AIM: Copy out exactly the lines from the one containing "Target: flower head" to the end of the records below, both included, and nothing else.

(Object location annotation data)
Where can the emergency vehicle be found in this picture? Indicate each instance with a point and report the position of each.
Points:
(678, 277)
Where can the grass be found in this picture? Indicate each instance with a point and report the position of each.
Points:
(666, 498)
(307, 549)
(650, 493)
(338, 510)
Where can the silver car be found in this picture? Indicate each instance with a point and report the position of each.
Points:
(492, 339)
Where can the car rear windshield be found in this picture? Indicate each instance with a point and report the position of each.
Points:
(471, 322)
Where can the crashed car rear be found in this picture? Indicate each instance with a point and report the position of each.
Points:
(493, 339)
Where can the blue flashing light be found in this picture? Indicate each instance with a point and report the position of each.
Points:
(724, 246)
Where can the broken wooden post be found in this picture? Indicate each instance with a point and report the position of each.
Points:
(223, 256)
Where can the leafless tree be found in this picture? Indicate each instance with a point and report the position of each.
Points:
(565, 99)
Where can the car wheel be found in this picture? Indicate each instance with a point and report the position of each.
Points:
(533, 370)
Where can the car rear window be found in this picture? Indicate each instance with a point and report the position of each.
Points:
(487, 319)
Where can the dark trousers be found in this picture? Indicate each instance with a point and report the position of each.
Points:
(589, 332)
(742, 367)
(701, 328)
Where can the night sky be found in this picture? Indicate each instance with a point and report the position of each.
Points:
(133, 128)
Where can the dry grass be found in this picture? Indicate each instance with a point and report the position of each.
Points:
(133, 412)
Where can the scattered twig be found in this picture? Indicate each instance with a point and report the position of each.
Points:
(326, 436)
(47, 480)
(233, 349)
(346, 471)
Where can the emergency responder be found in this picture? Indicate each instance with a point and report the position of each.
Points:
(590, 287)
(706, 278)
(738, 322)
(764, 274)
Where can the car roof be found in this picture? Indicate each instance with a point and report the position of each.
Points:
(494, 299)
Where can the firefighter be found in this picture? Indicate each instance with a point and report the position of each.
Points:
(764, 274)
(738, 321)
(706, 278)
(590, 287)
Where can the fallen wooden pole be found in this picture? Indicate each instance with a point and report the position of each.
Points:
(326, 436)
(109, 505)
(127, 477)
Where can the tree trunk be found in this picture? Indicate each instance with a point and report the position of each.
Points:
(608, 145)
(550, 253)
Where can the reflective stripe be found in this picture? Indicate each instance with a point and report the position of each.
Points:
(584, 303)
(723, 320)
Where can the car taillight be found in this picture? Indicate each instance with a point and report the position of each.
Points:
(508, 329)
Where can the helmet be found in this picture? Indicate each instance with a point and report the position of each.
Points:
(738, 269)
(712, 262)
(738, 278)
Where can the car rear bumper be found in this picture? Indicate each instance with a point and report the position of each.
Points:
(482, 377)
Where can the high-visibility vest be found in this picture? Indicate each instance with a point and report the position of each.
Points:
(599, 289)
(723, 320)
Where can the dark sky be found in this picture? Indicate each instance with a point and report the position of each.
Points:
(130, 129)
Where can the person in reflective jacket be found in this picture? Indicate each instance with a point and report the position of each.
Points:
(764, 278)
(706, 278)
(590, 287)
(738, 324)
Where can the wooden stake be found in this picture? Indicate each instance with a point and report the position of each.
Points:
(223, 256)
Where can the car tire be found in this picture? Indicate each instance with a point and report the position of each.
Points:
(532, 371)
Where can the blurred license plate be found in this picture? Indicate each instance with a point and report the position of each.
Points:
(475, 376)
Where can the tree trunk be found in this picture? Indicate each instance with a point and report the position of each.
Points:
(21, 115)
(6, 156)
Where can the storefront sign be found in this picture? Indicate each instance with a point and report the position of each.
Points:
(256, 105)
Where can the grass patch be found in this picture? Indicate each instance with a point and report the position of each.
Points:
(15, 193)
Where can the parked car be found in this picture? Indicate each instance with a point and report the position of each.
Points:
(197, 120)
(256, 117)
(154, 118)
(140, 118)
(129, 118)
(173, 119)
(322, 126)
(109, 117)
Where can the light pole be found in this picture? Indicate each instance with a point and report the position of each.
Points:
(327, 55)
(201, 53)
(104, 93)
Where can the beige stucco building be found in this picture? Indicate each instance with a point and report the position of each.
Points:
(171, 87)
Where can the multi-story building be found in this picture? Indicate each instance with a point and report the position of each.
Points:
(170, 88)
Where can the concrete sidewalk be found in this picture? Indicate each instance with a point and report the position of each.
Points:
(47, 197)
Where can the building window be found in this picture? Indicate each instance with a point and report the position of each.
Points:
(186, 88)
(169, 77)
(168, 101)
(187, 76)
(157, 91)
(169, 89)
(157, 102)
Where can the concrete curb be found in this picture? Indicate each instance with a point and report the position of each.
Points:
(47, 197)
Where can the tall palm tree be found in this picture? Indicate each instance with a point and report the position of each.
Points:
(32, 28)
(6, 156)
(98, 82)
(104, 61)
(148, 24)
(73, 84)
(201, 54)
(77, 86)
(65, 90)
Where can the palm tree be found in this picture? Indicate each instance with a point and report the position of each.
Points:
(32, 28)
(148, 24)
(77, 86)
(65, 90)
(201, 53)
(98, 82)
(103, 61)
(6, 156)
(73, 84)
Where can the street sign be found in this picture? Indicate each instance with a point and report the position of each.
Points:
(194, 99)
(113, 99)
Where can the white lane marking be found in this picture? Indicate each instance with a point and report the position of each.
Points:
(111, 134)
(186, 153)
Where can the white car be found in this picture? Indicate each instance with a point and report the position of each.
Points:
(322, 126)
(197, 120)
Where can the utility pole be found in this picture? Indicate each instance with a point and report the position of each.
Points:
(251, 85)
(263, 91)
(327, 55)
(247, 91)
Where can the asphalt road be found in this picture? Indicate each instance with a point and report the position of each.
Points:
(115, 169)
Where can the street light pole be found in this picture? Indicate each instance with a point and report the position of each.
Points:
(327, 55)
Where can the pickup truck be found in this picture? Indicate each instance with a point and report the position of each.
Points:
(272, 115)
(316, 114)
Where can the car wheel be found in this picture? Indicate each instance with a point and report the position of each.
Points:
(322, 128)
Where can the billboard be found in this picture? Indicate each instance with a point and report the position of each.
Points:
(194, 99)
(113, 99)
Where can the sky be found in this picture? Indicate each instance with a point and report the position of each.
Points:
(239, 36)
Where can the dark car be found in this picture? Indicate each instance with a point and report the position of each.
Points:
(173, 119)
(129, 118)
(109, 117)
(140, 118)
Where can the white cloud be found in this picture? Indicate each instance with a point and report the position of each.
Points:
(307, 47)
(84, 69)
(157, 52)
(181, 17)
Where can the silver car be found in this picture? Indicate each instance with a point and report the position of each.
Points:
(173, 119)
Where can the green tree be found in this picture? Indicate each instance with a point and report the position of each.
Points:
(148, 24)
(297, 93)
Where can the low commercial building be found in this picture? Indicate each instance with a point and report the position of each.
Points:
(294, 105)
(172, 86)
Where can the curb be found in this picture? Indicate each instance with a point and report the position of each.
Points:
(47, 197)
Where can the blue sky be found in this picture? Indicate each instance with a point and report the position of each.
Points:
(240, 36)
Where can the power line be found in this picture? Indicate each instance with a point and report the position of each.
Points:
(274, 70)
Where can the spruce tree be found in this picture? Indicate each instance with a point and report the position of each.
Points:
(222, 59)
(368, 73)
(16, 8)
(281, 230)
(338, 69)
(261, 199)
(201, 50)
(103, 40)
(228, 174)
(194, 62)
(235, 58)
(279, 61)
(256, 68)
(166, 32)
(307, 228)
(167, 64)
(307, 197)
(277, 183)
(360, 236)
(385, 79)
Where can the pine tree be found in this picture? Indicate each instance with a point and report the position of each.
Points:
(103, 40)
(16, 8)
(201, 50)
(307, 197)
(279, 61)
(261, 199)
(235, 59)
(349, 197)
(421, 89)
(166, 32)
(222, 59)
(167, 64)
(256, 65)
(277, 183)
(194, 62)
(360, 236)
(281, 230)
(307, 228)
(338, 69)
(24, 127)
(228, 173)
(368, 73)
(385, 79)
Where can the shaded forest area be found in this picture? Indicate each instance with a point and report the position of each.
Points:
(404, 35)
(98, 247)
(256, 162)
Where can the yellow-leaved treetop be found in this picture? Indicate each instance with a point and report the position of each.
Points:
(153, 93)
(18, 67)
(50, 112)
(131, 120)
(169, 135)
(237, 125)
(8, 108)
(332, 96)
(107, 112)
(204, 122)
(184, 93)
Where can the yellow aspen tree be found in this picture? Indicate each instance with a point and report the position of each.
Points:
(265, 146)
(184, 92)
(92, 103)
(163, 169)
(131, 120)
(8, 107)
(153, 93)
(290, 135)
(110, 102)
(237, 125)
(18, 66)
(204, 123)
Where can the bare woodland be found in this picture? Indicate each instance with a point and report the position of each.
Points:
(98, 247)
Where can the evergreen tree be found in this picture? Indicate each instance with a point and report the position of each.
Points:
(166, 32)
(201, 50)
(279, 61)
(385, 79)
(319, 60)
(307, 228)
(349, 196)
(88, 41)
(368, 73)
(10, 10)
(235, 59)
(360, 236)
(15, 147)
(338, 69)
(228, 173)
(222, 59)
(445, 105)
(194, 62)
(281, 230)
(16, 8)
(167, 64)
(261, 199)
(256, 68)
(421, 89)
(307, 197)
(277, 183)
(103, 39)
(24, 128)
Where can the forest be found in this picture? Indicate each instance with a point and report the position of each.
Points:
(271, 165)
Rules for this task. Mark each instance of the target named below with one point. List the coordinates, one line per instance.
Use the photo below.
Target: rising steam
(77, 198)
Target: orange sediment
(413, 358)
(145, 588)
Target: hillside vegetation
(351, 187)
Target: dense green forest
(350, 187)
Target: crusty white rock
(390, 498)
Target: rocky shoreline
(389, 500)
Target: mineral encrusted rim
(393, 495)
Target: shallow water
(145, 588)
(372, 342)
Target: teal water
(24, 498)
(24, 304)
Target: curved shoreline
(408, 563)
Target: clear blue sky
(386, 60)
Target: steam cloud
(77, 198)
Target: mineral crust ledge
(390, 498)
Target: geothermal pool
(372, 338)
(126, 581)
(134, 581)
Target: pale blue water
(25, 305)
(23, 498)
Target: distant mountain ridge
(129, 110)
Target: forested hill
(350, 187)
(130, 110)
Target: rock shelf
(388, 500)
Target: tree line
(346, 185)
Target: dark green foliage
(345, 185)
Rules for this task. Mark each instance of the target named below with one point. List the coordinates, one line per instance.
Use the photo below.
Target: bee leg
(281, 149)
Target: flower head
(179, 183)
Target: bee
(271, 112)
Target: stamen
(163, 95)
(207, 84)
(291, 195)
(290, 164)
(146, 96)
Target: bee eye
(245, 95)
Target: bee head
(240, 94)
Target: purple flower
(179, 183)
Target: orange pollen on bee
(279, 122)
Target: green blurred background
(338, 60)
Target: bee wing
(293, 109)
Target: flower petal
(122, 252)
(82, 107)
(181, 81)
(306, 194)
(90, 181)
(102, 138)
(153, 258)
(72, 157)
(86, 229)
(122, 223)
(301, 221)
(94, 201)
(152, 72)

TASK SOLUTION:
Target: flower head
(179, 183)
Target: bee
(271, 112)
Target: stamen
(163, 95)
(207, 84)
(291, 195)
(290, 164)
(146, 96)
Target: bee eye
(245, 95)
Target: bee head
(240, 94)
Target: purple flower
(179, 183)
Target: orange pollen on bee
(279, 122)
Target: green blurred background
(338, 60)
Target: bee wing
(293, 109)
Target: flower petal
(122, 252)
(82, 107)
(181, 81)
(306, 194)
(90, 181)
(102, 138)
(153, 258)
(72, 157)
(86, 229)
(122, 223)
(301, 221)
(94, 201)
(152, 72)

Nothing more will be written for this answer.